▶ **Supplied material**:
————————
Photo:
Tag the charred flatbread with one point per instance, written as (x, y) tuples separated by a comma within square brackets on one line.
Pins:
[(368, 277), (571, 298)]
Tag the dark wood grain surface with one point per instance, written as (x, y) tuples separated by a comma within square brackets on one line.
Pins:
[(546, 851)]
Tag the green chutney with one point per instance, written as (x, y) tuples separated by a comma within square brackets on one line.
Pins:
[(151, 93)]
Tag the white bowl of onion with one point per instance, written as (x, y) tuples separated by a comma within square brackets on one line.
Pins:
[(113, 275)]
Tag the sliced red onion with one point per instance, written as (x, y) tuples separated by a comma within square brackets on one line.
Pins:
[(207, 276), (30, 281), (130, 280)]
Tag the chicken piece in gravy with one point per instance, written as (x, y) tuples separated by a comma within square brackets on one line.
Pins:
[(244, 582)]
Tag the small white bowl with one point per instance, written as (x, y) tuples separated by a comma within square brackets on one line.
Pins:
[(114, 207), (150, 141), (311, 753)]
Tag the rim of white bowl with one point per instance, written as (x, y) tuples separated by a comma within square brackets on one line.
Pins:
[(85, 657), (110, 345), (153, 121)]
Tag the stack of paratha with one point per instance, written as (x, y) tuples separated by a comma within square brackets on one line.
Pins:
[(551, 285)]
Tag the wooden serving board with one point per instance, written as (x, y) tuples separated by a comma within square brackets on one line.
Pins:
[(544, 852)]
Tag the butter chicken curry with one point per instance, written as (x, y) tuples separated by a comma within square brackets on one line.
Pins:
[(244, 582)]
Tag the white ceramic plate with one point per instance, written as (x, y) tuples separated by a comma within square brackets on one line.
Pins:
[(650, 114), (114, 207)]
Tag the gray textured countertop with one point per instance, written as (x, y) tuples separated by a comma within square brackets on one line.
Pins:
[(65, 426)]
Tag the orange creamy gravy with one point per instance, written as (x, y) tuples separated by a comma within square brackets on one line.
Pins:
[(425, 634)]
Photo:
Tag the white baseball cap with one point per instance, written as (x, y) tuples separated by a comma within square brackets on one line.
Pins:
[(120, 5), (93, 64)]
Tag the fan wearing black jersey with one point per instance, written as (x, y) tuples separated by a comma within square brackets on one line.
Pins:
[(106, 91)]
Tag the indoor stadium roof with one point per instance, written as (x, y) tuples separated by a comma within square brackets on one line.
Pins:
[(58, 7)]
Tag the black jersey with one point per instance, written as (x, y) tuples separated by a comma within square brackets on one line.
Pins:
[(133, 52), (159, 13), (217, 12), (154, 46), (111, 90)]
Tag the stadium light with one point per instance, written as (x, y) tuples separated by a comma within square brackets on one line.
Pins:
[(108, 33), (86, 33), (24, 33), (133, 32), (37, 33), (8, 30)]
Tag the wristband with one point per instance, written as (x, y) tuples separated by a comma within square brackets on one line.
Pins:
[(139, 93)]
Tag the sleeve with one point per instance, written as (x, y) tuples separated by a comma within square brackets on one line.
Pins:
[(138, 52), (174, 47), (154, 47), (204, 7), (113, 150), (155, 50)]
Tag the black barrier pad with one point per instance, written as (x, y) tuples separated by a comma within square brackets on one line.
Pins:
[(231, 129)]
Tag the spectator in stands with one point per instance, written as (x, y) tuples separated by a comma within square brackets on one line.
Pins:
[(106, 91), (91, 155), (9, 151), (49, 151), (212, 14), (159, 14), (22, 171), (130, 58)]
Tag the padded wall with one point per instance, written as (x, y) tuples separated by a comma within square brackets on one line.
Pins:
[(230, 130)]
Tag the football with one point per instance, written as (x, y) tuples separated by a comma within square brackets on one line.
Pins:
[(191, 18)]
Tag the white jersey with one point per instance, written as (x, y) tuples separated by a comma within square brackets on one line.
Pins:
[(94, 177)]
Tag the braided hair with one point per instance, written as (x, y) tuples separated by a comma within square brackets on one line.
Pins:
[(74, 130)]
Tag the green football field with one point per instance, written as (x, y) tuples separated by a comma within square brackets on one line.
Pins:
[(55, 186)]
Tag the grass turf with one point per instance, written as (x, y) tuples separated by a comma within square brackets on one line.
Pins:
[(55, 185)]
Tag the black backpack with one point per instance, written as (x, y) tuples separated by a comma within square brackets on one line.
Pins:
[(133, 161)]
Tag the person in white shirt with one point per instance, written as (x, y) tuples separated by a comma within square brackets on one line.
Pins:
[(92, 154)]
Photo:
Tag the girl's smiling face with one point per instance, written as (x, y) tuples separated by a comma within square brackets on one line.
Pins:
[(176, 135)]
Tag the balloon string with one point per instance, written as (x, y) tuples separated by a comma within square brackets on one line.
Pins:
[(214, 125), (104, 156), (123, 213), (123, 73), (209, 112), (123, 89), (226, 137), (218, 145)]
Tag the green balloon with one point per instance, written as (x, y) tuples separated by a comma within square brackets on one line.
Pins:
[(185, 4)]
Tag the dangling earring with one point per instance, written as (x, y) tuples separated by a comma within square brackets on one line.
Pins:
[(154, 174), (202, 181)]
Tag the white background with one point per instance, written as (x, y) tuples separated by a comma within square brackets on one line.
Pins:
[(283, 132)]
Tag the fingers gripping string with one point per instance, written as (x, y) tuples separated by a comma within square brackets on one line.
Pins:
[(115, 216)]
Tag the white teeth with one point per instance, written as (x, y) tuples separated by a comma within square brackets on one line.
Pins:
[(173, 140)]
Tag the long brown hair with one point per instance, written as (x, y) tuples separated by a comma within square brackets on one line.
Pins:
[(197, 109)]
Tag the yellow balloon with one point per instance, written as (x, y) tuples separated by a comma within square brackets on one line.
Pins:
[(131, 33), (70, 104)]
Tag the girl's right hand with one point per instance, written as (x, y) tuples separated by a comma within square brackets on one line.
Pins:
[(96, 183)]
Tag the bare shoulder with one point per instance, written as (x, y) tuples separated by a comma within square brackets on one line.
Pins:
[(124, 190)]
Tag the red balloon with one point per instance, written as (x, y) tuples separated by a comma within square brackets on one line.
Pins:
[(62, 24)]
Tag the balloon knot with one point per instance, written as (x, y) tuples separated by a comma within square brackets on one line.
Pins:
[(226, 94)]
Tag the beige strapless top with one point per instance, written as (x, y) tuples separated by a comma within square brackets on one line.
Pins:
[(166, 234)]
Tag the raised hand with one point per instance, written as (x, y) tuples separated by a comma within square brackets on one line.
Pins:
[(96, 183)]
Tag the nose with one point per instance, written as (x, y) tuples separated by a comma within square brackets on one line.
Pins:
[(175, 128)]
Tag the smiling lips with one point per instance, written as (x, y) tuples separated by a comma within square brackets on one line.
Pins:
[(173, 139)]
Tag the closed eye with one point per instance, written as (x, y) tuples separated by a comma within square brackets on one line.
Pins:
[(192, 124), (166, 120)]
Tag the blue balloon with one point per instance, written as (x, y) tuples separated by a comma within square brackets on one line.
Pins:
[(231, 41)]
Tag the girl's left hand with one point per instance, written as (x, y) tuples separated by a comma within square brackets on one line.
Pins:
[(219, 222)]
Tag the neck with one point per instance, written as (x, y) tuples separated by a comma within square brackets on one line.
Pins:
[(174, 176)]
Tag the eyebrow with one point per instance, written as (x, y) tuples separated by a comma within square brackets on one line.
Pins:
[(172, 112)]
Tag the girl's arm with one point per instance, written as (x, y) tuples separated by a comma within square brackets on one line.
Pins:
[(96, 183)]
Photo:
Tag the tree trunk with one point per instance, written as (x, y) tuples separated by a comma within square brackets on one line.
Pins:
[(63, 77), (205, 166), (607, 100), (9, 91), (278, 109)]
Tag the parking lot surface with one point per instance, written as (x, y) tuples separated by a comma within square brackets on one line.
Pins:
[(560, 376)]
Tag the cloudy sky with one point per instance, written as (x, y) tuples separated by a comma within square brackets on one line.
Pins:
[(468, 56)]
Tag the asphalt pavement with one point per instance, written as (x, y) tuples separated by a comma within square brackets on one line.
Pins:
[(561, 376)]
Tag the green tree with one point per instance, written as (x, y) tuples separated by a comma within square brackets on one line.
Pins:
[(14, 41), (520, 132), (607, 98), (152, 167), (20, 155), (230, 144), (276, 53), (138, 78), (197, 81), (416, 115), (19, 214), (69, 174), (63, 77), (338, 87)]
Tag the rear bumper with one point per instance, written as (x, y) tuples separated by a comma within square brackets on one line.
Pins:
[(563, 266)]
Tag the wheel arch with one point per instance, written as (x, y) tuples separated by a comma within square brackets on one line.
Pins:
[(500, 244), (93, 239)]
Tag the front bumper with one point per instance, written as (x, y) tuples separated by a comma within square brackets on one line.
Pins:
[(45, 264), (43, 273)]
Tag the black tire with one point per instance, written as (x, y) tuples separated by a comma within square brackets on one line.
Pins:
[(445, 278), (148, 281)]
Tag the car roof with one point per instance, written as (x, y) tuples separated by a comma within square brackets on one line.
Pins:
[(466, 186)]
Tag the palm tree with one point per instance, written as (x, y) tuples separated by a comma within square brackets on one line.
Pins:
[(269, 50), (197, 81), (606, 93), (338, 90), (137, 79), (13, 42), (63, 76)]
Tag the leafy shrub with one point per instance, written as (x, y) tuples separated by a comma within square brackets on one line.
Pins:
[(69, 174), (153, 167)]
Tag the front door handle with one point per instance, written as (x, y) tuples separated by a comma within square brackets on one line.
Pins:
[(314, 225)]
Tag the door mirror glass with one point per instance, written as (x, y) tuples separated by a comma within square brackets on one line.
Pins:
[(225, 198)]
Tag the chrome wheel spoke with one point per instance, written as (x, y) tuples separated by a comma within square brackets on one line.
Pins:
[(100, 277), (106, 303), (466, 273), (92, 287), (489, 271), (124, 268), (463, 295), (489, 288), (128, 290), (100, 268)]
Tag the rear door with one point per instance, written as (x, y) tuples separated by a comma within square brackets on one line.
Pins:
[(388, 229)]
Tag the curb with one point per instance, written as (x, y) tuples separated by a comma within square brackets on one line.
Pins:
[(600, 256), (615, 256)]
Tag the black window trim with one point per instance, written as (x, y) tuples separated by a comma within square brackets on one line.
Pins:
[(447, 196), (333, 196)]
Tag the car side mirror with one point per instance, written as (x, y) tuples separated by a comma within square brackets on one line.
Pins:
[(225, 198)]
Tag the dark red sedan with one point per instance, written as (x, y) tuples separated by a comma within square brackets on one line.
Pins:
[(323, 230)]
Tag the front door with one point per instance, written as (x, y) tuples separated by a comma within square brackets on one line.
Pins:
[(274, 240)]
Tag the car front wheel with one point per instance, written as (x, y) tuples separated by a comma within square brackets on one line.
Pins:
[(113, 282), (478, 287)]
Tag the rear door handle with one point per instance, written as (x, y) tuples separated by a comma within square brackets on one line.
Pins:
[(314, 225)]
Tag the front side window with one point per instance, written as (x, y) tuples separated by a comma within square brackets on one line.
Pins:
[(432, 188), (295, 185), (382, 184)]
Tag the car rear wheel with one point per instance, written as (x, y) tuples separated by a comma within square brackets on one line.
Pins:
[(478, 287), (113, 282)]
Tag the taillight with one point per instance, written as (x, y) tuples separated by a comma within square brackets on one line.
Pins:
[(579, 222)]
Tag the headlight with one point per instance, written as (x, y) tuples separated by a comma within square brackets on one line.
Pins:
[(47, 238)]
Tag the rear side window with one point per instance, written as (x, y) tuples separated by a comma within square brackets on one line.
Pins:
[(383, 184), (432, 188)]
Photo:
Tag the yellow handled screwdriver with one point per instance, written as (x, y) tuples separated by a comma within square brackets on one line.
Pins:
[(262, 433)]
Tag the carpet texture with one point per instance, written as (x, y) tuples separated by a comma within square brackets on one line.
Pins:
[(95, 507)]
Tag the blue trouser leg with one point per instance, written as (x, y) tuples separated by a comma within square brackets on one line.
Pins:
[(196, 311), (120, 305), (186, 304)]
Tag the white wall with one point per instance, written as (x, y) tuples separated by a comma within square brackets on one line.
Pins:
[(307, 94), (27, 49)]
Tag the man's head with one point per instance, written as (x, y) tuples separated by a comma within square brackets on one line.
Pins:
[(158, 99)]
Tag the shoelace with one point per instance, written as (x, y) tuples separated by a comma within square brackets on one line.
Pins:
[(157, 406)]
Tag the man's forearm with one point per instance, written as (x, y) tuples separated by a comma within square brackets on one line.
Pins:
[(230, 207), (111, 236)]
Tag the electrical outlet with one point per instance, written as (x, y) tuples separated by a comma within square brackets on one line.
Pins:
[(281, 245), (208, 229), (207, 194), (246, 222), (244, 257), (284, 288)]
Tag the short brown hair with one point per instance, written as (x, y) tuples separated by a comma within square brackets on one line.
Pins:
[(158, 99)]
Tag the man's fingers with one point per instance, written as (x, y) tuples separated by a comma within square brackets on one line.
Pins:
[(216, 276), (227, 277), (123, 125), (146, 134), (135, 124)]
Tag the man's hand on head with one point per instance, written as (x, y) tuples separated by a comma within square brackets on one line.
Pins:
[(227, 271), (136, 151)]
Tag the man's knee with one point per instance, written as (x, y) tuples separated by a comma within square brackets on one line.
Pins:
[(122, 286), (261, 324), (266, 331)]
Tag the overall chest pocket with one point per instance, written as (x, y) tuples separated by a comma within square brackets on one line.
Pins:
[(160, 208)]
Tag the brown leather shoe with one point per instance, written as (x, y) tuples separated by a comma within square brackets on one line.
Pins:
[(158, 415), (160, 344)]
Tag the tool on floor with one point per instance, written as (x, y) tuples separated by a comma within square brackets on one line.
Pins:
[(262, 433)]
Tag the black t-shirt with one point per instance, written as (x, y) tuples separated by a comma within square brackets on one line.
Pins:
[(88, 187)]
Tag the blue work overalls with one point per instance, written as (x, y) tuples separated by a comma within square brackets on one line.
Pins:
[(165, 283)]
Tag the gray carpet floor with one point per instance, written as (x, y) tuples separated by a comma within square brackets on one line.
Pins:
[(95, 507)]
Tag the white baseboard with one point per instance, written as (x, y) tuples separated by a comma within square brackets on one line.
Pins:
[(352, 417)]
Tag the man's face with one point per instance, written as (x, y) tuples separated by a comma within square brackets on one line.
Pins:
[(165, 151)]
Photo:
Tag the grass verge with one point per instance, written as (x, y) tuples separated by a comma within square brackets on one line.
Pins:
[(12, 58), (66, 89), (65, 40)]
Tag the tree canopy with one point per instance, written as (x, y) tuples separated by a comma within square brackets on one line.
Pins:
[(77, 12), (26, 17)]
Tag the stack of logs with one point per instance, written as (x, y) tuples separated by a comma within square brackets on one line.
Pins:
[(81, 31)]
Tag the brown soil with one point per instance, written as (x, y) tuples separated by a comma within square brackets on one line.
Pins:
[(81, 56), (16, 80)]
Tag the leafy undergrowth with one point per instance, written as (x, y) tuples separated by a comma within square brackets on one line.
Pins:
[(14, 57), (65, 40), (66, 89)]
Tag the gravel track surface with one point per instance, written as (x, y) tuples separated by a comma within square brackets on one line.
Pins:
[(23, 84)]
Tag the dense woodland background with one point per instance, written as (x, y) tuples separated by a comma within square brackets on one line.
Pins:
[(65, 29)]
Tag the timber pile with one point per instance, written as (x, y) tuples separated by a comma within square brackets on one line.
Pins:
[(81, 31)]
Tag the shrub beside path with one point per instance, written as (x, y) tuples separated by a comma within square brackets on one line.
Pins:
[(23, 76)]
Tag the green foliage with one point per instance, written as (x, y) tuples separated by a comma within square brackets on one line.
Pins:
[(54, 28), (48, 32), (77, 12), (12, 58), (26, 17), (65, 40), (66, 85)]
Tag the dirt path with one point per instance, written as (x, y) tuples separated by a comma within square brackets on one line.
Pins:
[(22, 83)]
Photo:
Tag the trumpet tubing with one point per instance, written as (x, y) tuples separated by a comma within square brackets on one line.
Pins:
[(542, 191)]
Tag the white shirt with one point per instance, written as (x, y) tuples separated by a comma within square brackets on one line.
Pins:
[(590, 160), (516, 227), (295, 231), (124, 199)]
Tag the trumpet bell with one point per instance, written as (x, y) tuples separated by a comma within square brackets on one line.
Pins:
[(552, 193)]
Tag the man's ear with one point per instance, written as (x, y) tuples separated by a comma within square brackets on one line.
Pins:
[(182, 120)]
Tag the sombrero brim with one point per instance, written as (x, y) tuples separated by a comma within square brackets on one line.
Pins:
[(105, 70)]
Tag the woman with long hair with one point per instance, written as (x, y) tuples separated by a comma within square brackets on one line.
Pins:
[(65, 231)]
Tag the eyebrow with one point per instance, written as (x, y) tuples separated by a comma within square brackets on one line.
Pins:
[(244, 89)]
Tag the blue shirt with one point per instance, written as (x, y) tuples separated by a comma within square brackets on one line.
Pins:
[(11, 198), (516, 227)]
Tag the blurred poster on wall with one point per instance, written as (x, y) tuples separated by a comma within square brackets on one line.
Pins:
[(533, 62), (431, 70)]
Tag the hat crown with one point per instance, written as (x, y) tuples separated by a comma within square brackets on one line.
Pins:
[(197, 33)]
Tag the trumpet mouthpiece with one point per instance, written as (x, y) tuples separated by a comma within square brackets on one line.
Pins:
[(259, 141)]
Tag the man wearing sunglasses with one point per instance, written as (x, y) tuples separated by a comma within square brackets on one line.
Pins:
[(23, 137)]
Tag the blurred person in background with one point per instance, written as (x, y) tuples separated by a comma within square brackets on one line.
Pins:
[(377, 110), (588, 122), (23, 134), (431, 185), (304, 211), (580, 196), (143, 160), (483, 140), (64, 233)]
————————
▶ **Problem details**:
Can you give the lines again, from the one containing "Tag the chrome" through the one containing "[(478, 287), (113, 282)]", with "door" swapped for "panel" and everything else left the same?

▶ **Exercise result**:
Tag the chrome wheel spoke with one point per instance, written as (x, y) tuples separated by a comma within square brackets on one line.
Pins:
[(100, 277), (106, 303), (466, 273), (92, 287), (489, 271), (124, 268), (463, 295), (489, 288), (128, 290), (100, 268)]
Tag the rear panel with one point per instance, written as (x, y) tuples separated by a comma within square brackets on one line.
Pins:
[(388, 229)]
Tag the curb with one point per instance, written as (x, y) tuples separated by a comma within square brackets on one line.
Pins:
[(600, 256), (615, 256)]
Tag the black window trim with one point per instance, written as (x, y) tuples separated by a comma within square brackets on one line.
Pins:
[(447, 196), (333, 196)]
Tag the car side mirror with one point per instance, written as (x, y) tuples separated by a comma within square brackets on one line.
Pins:
[(225, 198)]
Tag the dark red sedan with one point per instance, written as (x, y) tuples separated by a comma within square brackets on one line.
Pins:
[(323, 230)]
Tag the front panel with one point per instance, written as (x, y) tuples separated by a comma within square brackets on one line.
Pins:
[(274, 240)]
Tag the car front wheel with one point per instance, written as (x, y) tuples separated by a comma within square brackets on one line.
Pins:
[(113, 282), (478, 287)]
Tag the rear panel handle with one point per instance, written as (x, y) tuples separated by a comma within square brackets on one line.
Pins:
[(314, 225)]
Tag the front side window with one point per instance, written as (x, y) tuples separated by a comma within square brackets on one line.
Pins:
[(432, 188), (295, 185), (382, 184)]
Tag the car rear wheel with one point per instance, written as (x, y) tuples separated by a comma within square brackets on one line.
Pins:
[(478, 287), (113, 282)]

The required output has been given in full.